▸ What the task requires:
Copy the data word for word, from the first line through the line containing "[(663, 267)]".

▸ Supplied information:
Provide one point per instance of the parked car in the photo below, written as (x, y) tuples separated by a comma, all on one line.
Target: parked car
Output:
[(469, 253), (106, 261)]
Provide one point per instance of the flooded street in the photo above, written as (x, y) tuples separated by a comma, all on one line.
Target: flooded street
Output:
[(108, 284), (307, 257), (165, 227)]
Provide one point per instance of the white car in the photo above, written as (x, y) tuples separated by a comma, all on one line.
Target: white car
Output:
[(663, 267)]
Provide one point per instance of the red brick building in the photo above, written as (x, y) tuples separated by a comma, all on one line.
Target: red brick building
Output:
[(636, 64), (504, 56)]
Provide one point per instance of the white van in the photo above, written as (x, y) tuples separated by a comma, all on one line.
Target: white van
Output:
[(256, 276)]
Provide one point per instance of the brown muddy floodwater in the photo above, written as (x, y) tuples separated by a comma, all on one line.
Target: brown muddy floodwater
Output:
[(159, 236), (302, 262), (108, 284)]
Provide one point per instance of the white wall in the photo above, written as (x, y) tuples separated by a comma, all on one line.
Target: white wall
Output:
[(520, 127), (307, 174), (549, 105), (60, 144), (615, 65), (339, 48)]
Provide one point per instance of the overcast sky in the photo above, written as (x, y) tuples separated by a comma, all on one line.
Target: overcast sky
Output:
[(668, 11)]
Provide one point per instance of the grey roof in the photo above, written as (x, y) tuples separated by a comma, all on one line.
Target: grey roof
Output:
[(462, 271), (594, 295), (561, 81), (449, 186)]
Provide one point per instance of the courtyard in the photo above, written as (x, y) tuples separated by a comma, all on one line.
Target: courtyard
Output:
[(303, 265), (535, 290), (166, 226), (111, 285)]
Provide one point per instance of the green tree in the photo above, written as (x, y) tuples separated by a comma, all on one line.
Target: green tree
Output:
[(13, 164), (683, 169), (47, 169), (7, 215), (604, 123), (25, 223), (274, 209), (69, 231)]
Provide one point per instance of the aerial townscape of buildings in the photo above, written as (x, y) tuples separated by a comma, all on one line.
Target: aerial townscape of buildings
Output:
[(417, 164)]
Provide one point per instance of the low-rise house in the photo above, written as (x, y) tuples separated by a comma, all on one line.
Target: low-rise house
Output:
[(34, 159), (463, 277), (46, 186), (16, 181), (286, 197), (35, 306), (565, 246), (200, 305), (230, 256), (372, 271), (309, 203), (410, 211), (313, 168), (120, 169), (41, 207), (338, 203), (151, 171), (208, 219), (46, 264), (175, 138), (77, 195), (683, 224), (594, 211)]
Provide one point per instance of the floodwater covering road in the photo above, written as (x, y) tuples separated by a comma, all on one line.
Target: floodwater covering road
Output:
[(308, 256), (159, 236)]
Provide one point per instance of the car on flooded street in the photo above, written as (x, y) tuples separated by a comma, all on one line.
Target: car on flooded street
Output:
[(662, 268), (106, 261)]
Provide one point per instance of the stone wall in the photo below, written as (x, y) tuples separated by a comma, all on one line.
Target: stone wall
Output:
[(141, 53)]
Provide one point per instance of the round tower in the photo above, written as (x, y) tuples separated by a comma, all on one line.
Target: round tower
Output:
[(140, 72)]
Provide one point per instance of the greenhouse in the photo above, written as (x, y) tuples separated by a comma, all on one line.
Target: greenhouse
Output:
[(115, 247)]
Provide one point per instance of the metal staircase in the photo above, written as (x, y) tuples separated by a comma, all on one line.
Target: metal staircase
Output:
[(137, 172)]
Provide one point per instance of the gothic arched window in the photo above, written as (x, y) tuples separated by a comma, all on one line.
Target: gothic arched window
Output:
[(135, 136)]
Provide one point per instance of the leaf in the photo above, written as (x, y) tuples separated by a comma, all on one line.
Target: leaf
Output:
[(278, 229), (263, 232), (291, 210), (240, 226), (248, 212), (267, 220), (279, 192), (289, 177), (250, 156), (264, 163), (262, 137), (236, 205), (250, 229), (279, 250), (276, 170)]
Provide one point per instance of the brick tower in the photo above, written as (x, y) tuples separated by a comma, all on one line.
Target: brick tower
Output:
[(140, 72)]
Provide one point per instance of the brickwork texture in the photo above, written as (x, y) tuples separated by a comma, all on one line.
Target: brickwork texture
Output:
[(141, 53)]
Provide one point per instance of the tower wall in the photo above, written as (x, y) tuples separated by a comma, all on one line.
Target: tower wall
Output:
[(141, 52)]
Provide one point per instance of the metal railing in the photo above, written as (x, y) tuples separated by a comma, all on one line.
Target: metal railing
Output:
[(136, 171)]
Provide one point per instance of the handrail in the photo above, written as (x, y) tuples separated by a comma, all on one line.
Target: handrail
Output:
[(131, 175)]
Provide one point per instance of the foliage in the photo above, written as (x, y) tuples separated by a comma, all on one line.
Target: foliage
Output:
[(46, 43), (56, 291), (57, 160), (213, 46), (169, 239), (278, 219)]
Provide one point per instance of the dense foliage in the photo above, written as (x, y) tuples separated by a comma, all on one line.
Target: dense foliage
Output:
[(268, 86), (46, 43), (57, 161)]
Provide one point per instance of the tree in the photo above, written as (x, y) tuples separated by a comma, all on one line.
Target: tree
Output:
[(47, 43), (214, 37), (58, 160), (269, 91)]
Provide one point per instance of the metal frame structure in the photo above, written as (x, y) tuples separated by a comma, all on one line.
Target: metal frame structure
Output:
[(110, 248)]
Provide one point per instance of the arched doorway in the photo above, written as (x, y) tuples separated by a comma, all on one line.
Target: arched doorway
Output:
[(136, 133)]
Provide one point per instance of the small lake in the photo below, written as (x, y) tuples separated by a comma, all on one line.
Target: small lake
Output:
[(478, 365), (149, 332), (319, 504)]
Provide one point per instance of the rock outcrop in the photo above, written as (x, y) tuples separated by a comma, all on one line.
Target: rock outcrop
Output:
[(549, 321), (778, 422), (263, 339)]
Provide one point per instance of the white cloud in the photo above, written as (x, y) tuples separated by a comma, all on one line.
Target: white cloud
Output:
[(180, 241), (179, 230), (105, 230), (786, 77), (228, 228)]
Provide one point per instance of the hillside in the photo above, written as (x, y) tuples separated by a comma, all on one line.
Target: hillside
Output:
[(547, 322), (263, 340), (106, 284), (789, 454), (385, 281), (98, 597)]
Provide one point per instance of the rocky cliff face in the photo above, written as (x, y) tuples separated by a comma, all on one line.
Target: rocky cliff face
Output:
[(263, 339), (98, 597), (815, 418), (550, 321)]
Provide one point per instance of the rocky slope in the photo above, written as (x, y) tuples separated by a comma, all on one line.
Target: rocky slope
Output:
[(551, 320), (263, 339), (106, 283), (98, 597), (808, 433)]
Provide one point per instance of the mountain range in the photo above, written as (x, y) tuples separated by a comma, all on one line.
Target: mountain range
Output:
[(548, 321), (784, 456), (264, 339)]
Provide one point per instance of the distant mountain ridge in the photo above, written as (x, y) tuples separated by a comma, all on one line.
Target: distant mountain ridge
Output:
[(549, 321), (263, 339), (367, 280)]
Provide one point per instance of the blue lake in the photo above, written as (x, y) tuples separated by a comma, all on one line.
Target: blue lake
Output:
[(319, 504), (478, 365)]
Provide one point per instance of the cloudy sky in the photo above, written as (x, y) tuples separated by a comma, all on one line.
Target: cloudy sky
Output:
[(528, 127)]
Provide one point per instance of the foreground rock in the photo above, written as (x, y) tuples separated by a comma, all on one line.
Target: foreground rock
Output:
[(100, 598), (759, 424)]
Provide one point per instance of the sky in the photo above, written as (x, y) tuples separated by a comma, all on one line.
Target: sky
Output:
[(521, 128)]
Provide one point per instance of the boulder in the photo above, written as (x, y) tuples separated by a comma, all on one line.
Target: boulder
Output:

▸ Exercise response:
Provide one point per instance of the parked car in the photo below, written as (x, y) tuples separated by a comma, all on one line.
Target: parked car
Output:
[(469, 253), (106, 261)]
Provide one point per instance of the flooded street in the photo above, written as (x, y) tuples separated by a comma, all on one line.
Target: flooded street
Output:
[(108, 284), (307, 257), (165, 227)]
Provide one point per instance of the white car in the photo above, written as (x, y) tuples separated by a comma, all on one line.
Target: white car
Output:
[(663, 267)]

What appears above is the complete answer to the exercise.